------ PROVIDED TEXT

I remember the first time I snuck out of my house.
I was 13.
When we first moved into my house,my parents wisely put me in the room right next to their’s, however, it had a window that opened to the roof over the porch. As with most things I attempted as a teenager, the distance between the porch and the roof was just enough to scare me and encourage my rebellion with equal measure.
I kept looking at this distance for over a year, and then one night, after my parents had had locked up, I made my break.
This breakout wasn’t to meet a boy or to go to some clandestine party hosted by a high schooler with naiive parents.
It was because I needed to know it was possible to make it off the roof.
I didn’t even really do anything of consequence with this risky freedom. I took a walk. I skinny dipped in the neighborhood pool. Sat on the dock of our lake. Laid on the grass of our yard and just giggled with glee.
I had done it. I was free.
I had made the jump.
And as pack up my apartment and get ready to snag a diploma, I realize I am that thirteen year old girl again with a heart full trepidation, fear, excitement and determination. I don’t really want to leave the safety of what I have known, but I just have to know. I have to take the jump.

------------
------ DATA BELOW

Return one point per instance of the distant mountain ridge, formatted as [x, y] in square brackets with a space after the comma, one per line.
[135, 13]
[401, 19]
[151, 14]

------------

## TASK PROMPT
Answer these about the text on sneaking out:
(a) How old was the writer the first time they snuck out of the house?
(b) What did the writer's bedroom window open onto?
(c) What is the writer getting ready to snag in the final paragraph?

## RESPONSE AREA
(a) 13
(b) The roof over the porch
(c) A diploma